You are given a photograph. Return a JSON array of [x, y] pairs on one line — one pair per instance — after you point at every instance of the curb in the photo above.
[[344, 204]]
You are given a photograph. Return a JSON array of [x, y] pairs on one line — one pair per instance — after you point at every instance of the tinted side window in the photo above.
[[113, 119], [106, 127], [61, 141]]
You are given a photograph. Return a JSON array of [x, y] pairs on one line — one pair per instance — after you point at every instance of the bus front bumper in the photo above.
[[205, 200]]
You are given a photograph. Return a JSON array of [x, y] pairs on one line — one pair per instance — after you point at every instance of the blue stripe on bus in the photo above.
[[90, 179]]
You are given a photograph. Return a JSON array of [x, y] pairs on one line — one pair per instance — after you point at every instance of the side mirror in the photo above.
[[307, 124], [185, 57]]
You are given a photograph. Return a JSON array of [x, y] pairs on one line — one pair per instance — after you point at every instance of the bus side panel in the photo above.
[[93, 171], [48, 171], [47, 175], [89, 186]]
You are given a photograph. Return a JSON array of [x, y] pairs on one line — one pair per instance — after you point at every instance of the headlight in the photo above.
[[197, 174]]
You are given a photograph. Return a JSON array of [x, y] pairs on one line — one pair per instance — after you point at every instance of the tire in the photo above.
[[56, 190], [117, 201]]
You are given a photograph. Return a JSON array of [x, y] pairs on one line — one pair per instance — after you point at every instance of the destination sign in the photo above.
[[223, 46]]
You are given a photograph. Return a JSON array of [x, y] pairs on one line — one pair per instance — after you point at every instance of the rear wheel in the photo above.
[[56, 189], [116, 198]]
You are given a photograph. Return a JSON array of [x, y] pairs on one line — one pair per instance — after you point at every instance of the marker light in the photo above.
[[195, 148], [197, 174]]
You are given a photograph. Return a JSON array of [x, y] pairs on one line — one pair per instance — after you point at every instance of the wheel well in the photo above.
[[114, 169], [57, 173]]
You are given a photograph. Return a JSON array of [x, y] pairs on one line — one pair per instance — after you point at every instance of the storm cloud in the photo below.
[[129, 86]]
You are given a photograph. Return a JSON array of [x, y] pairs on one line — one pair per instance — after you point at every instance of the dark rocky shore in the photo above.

▬▬▬▬▬▬▬▬▬▬

__Requirement__
Reproduce the entries verbatim, beginning at the line that contains "panel in the photo above." and ending after the line that contains "[[93, 171], [48, 171], [47, 175], [89, 186]]".

__Output for this exercise__
You are given a photograph. Return a JSON array of [x, y] pairs on one line — one pair per instance — after you point at every instance of the bus side panel in the photo above.
[[93, 171], [48, 171], [47, 175], [89, 186]]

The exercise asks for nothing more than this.